>>>>>

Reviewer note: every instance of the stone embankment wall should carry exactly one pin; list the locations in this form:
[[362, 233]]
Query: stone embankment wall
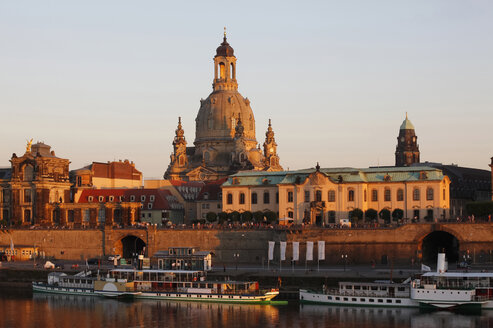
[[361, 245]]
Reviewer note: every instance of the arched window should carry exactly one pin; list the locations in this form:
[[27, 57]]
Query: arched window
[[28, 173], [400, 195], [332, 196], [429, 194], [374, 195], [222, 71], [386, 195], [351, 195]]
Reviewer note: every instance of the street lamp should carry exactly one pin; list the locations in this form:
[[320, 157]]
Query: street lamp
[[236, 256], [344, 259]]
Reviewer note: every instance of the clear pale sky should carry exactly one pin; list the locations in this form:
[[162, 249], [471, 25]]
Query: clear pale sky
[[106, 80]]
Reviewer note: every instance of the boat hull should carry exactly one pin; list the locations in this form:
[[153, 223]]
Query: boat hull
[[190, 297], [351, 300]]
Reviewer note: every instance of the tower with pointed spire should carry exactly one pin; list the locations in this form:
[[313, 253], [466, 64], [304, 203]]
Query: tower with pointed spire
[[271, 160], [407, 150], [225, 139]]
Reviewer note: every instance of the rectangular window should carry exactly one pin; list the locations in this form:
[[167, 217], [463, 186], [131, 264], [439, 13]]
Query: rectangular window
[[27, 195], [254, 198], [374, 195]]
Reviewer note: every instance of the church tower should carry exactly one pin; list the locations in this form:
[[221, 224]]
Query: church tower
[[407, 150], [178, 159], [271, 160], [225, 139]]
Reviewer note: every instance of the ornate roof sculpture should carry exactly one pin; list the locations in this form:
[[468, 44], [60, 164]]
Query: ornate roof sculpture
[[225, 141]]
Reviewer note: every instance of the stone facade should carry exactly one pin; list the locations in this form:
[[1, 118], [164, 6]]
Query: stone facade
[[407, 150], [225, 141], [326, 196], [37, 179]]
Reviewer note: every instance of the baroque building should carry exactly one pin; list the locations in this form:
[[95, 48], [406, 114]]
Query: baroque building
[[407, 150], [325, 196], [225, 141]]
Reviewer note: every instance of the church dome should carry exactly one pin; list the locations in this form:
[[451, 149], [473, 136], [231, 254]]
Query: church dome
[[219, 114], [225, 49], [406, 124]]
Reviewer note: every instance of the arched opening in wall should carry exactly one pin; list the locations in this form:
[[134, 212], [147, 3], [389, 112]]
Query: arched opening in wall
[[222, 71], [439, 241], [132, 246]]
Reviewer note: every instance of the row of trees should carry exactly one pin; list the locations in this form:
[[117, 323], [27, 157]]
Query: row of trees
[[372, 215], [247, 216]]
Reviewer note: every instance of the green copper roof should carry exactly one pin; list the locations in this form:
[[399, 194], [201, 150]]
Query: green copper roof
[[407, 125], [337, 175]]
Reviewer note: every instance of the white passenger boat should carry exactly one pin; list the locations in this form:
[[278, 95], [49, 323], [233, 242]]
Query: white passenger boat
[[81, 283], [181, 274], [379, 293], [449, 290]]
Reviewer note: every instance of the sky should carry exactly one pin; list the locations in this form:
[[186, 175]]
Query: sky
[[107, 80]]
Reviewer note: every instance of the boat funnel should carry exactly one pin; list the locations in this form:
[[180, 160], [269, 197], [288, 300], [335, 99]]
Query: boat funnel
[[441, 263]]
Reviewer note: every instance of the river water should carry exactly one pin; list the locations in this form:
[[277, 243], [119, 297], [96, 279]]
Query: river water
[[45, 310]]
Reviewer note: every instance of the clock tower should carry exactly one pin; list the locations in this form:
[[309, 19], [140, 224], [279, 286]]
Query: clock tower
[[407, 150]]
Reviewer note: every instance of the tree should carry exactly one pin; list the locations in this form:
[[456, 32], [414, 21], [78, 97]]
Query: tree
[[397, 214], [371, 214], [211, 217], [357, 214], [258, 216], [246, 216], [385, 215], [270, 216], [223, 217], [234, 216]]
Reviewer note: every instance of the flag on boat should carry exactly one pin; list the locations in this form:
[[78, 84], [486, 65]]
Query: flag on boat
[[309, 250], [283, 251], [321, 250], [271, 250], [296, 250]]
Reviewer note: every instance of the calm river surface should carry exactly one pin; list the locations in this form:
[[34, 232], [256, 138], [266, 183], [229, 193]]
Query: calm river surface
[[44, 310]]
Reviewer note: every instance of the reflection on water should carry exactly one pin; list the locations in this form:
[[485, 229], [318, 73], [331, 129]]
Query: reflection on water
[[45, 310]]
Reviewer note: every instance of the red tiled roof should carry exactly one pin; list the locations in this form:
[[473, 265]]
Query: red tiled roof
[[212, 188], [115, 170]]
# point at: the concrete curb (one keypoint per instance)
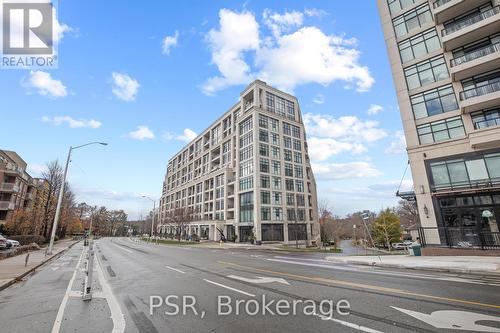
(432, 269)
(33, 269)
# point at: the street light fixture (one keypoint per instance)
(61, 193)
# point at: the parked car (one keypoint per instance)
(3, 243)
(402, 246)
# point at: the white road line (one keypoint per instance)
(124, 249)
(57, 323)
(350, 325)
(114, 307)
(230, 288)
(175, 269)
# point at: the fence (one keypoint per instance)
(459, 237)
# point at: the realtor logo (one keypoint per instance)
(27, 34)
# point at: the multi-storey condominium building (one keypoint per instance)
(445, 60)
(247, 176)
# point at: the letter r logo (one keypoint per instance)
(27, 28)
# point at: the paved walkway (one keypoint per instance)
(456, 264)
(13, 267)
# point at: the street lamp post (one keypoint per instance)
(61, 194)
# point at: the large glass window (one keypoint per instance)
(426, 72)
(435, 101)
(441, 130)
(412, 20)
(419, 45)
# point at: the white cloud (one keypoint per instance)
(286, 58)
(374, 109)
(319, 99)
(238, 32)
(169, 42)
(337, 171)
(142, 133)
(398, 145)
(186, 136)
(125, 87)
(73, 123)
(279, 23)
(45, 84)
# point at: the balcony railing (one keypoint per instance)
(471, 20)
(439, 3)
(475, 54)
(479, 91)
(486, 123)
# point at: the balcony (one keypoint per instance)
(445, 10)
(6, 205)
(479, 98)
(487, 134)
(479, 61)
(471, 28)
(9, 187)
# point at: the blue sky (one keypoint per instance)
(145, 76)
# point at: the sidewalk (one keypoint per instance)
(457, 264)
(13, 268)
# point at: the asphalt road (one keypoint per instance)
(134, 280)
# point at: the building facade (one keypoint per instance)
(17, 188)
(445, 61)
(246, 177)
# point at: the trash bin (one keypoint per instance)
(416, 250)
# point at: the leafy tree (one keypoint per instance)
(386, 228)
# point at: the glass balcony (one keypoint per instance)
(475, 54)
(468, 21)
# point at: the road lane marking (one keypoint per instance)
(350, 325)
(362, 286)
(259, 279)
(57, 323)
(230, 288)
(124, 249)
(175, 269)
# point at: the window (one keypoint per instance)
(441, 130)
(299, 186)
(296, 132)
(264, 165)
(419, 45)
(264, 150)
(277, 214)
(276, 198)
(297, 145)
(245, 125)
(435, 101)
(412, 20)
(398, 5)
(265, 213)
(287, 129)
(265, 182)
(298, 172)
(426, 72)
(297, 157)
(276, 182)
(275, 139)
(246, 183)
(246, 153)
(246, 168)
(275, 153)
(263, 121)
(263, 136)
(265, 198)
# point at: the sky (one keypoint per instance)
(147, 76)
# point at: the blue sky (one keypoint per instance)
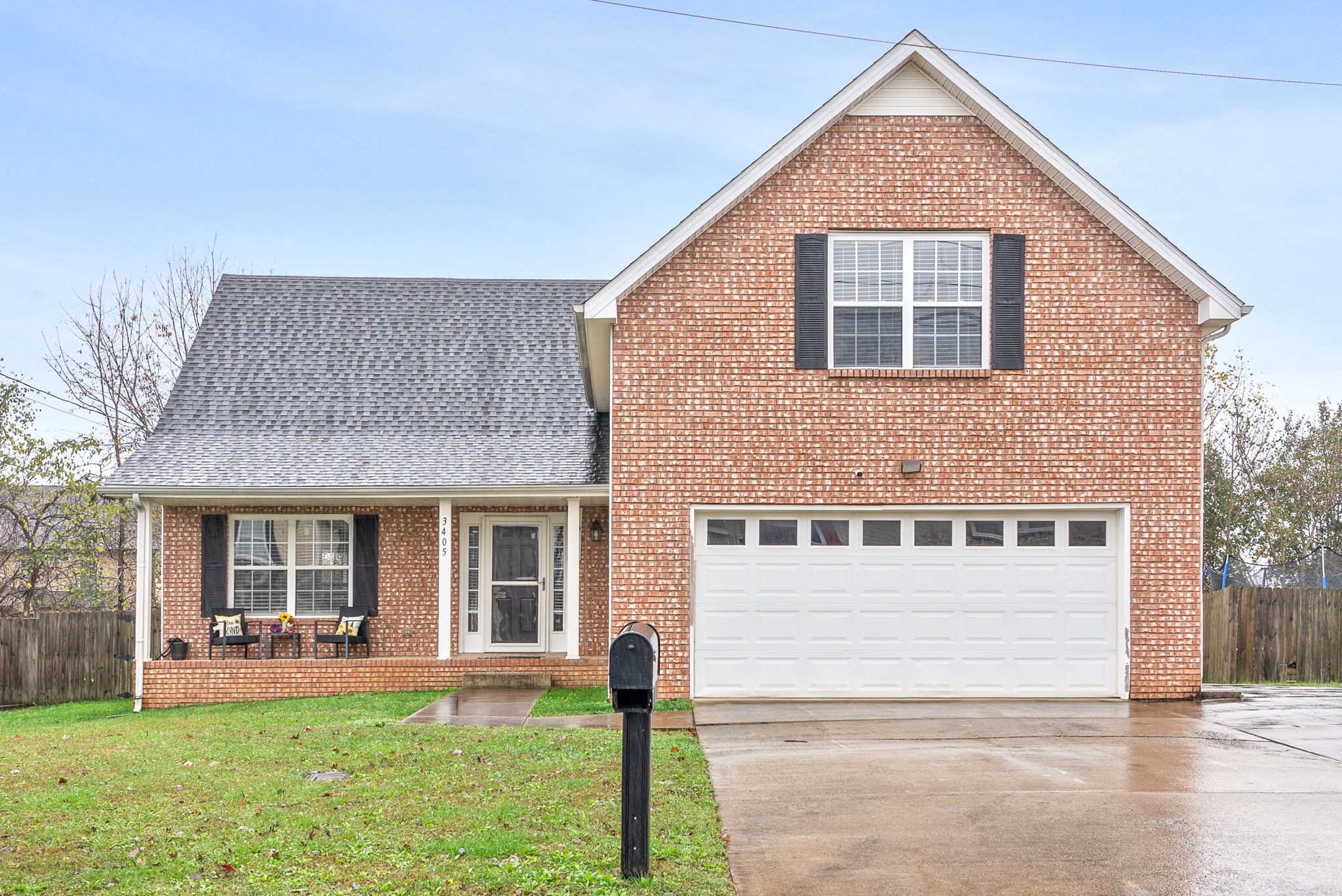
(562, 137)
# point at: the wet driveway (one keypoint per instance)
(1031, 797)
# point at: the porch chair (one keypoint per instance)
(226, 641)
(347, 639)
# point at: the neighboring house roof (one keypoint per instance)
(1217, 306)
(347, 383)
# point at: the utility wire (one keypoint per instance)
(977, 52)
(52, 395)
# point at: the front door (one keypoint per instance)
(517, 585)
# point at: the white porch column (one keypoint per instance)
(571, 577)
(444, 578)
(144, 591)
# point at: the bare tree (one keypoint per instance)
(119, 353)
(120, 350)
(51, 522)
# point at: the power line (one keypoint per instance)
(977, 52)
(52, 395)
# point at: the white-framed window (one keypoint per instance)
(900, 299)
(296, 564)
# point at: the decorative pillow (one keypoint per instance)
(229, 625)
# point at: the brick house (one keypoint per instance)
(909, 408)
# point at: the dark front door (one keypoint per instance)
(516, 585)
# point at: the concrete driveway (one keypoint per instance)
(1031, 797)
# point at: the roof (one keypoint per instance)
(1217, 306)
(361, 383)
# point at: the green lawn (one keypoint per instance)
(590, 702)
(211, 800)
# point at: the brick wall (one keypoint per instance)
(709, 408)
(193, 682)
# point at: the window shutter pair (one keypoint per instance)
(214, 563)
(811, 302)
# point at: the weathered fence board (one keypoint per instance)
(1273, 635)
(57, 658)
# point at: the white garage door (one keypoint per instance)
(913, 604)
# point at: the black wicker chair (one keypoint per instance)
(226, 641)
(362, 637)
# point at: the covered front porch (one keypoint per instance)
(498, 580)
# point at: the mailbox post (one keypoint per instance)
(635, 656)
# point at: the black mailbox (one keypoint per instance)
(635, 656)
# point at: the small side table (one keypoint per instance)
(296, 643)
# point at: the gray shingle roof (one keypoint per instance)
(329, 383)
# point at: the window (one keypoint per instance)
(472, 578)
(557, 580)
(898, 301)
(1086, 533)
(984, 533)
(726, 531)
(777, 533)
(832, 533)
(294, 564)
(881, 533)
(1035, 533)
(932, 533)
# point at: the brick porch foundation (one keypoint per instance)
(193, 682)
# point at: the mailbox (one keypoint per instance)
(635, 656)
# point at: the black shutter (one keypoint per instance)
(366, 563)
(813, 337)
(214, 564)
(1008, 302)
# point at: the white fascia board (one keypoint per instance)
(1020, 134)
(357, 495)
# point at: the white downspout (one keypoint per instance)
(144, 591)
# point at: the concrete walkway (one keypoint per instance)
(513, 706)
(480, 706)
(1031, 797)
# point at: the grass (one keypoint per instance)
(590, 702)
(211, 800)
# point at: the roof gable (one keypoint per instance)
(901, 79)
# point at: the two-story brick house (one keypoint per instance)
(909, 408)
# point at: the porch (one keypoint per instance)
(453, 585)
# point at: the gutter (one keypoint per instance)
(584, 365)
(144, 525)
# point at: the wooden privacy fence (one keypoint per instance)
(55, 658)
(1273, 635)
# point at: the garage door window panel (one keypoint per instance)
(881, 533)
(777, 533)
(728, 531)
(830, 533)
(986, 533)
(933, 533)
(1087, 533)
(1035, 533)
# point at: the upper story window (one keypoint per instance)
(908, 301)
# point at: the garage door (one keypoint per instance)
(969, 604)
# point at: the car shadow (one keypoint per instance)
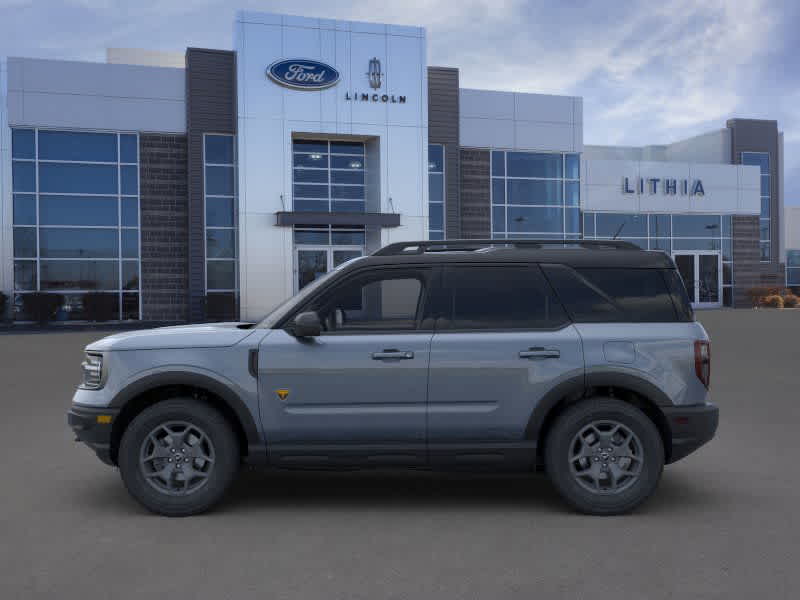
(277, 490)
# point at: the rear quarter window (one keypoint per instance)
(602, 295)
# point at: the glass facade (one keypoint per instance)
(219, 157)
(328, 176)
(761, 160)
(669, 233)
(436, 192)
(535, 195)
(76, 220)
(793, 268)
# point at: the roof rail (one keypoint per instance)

<<<<<

Keep the pictures out and repeat exactly the lines from the beginning of the data through the line that contains "Reviewer note: every instance of the baroque", both ends included.

**Your solution**
Reviewer note: every instance of the stone embankment wall should carry exactly one pin; list the locations in this form:
[[362, 233]]
Query: stone embankment wall
[[361, 245]]
Reviewer note: every instance of the arched window should carry exactly one pin; list the locations in this form:
[[27, 57]]
Query: arched window
[[28, 173], [400, 195], [332, 196], [429, 194], [374, 195], [222, 71], [386, 195], [351, 195]]
Reviewer note: every instance of the street lamp should carry exactly one pin; list the locations in this form:
[[320, 157]]
Query: street lamp
[[236, 256], [344, 259]]
Reviewer note: every instance of the clear pale sky should carry exactly one pin; list the locations in this form:
[[162, 249], [471, 25]]
Query: clear pale sky
[[106, 80]]
Reviewer note: every instance of the boat hull should carry exactly one pin; list the locations in this form:
[[153, 223]]
Query: boat hull
[[190, 297], [351, 300]]
Reviewer note: every instance of the tower with pointed spire should carry exactly one pin; list the locations in this form:
[[313, 253], [466, 64], [304, 203]]
Query: tower with pointed spire
[[271, 160], [407, 150], [225, 139]]
Reviewer note: every instance of the rectangular window should carry exactly one pin; list the locations in this form:
[[167, 217], [463, 186], [131, 264], [439, 13]]
Query: rectangular window
[[27, 195], [254, 198], [374, 195]]
Reviewer note: every instance of the church tower should carry exactly one pin; list the locations in this form:
[[221, 224]]
Query: church tower
[[407, 150], [178, 159], [271, 160], [225, 139]]
Reviewer note: every instance of the ornate roof sculpture should carry exactly one pin; list the locations in this form:
[[468, 44], [60, 164]]
Query: ornate roof sculpture
[[225, 141]]
Reviewer note: every instance of the stone facade should carry exactly one pin; list the locations in this form:
[[1, 118], [164, 6]]
Query: stone facade
[[407, 150], [225, 141], [326, 196], [37, 179]]
Reviewer note: every instance of the baroque building should carry exactly one pin; list the locations in this form:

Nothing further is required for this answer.